▶ **WORK TO BE COMPLETED**
Reproduce the records word for word, starting at the line that contains "Where can the gabled" and ending with the final line of the records.
_____
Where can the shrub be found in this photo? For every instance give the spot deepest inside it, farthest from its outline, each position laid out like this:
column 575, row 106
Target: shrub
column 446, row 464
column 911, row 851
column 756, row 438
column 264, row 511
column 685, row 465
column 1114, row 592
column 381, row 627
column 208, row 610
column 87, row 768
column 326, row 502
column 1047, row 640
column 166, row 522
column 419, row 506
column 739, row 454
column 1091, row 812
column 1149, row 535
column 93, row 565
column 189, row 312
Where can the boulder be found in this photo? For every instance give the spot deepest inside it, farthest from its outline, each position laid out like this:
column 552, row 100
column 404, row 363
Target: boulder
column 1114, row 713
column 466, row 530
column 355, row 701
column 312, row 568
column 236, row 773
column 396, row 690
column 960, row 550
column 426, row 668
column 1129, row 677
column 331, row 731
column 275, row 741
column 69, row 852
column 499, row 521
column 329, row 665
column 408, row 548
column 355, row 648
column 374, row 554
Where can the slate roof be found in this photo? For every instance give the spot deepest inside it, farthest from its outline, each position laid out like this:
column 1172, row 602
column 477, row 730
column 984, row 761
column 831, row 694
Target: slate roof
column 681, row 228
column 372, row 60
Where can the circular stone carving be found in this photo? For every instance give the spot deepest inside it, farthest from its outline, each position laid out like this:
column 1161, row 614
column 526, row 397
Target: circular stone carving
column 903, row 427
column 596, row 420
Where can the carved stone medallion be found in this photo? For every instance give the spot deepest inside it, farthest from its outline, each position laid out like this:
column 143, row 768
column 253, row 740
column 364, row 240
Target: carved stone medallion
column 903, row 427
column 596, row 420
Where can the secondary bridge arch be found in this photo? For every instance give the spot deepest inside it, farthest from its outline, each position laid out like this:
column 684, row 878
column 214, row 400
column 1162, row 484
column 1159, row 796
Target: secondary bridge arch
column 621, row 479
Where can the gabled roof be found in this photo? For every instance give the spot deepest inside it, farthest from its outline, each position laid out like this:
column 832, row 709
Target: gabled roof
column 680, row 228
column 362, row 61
_____
▶ **EXERCISE SOLUTION**
Where can the gabled roof be found in this photo? For every instance give the spot deepest inside it, farthest from its outline, each position laid out like this:
column 832, row 709
Target: gabled roof
column 680, row 228
column 362, row 61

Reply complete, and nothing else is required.